[What the task requires] Copy out each of the rows below word for word, with no changes.

[Records to process]
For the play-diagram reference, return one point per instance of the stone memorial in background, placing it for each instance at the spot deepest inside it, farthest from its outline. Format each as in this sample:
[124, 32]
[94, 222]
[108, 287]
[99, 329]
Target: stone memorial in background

[The answer]
For the play-diagram reference, return one point per instance of the stone memorial in background, placing it for each instance at the spot deepest inside it, farthest from its outline. Format each as in this sample:
[124, 32]
[94, 222]
[108, 287]
[99, 329]
Target: stone memorial in background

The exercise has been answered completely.